▶ [What the task requires]
Give back only the line containing "If you would be willing to indicate the footprint" and every line after it through the end of the data below, transcribed exactly.

***** Data to process *****

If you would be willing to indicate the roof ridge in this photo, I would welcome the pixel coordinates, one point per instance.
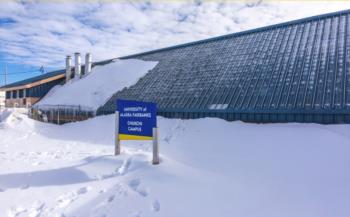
(245, 32)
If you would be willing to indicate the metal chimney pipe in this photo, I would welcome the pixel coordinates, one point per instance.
(77, 67)
(88, 63)
(68, 68)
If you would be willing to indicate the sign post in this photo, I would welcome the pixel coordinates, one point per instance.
(116, 139)
(136, 120)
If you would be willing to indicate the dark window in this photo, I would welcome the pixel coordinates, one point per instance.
(14, 94)
(21, 93)
(8, 94)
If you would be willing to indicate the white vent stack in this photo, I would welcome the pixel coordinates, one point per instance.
(77, 67)
(88, 63)
(68, 68)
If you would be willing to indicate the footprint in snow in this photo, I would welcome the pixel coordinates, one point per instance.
(135, 185)
(14, 212)
(36, 209)
(25, 186)
(155, 206)
(124, 167)
(83, 190)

*****

▶ [Written response]
If you would be willing to indicate the footprint in snow in this photo, I would welcome the pixel coordinates, one point per instance.
(135, 185)
(14, 212)
(36, 209)
(25, 186)
(155, 206)
(124, 167)
(83, 190)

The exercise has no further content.